WRITTEN INSTRUCTION
Edit the entries from the first line through the line containing "291 40 L 285", replacing "black cap" with "red cap" and leaving everything else unchanged.

STORED RECORDS
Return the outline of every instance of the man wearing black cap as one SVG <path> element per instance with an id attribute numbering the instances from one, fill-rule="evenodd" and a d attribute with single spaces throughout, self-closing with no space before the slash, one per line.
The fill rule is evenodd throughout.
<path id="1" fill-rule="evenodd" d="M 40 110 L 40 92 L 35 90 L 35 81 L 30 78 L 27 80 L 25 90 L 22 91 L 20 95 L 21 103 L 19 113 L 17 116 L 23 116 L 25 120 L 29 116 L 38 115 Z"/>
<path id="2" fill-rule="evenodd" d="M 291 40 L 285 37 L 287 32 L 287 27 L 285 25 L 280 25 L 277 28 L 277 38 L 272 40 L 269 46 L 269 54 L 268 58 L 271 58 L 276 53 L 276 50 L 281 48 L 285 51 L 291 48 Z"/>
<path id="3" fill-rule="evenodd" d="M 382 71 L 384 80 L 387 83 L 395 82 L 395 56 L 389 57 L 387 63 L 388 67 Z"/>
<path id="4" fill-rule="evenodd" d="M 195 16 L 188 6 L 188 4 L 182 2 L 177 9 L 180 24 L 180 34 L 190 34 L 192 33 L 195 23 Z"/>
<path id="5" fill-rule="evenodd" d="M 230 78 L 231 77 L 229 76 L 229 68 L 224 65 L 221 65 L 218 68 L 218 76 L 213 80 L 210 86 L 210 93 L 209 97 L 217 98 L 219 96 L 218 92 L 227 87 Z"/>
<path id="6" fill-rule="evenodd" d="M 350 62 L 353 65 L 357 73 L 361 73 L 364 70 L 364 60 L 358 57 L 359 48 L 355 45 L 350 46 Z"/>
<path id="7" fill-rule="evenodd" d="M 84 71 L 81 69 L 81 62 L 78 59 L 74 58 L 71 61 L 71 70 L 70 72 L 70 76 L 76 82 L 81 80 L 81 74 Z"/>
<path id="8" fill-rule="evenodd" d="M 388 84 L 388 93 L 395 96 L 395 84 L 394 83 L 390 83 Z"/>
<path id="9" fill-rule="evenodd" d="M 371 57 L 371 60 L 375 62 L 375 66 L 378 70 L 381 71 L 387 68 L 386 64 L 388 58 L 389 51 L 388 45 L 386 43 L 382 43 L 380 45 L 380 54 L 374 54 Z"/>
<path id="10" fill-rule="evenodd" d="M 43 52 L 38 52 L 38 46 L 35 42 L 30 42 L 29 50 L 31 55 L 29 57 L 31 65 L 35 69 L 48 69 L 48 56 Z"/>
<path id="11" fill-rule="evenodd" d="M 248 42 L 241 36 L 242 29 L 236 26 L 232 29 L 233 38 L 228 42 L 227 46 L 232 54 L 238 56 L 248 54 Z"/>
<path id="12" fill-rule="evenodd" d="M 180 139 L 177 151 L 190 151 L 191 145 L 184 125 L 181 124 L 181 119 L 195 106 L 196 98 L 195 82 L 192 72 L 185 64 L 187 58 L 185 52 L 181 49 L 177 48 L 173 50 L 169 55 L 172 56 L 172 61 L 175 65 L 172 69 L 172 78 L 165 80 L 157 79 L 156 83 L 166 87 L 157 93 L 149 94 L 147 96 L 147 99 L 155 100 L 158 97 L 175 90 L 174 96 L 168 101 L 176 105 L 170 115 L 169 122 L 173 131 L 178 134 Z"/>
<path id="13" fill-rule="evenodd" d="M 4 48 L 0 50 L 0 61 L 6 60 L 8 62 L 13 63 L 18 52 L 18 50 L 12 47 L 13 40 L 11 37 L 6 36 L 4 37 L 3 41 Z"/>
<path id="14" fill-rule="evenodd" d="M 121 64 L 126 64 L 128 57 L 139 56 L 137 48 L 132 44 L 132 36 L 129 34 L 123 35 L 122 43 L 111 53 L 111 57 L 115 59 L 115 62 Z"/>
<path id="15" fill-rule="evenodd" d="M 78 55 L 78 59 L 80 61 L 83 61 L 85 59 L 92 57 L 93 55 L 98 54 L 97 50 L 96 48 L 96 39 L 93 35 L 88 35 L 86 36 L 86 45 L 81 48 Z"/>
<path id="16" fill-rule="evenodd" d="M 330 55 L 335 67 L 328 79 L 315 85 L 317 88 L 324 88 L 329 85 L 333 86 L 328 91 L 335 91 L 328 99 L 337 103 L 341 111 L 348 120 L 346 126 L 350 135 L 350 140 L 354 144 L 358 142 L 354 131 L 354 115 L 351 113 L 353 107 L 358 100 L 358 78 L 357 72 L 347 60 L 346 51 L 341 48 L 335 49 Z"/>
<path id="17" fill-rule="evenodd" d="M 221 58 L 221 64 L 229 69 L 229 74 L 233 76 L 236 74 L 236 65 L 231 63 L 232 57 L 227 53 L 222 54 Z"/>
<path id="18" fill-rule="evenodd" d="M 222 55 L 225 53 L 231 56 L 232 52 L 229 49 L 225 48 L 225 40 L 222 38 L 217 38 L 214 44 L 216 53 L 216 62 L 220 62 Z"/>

THE RESULT
Return the outline of every instance of the man wearing red cap as one SVG <path> element per instance with an id attribute numbering the instances from one, fill-rule="evenodd" and a d attribute with single spaces throughout, self-closing with no space before the slash, one per line.
The fill rule is evenodd throughout.
<path id="1" fill-rule="evenodd" d="M 40 110 L 40 92 L 35 90 L 35 81 L 30 78 L 27 80 L 25 90 L 22 91 L 20 95 L 21 103 L 19 113 L 17 116 L 23 116 L 25 120 L 29 116 L 38 115 Z"/>
<path id="2" fill-rule="evenodd" d="M 291 40 L 285 37 L 287 32 L 287 27 L 285 25 L 280 25 L 277 28 L 277 38 L 272 40 L 269 46 L 269 54 L 268 58 L 271 58 L 276 53 L 276 50 L 281 48 L 285 51 L 291 48 Z"/>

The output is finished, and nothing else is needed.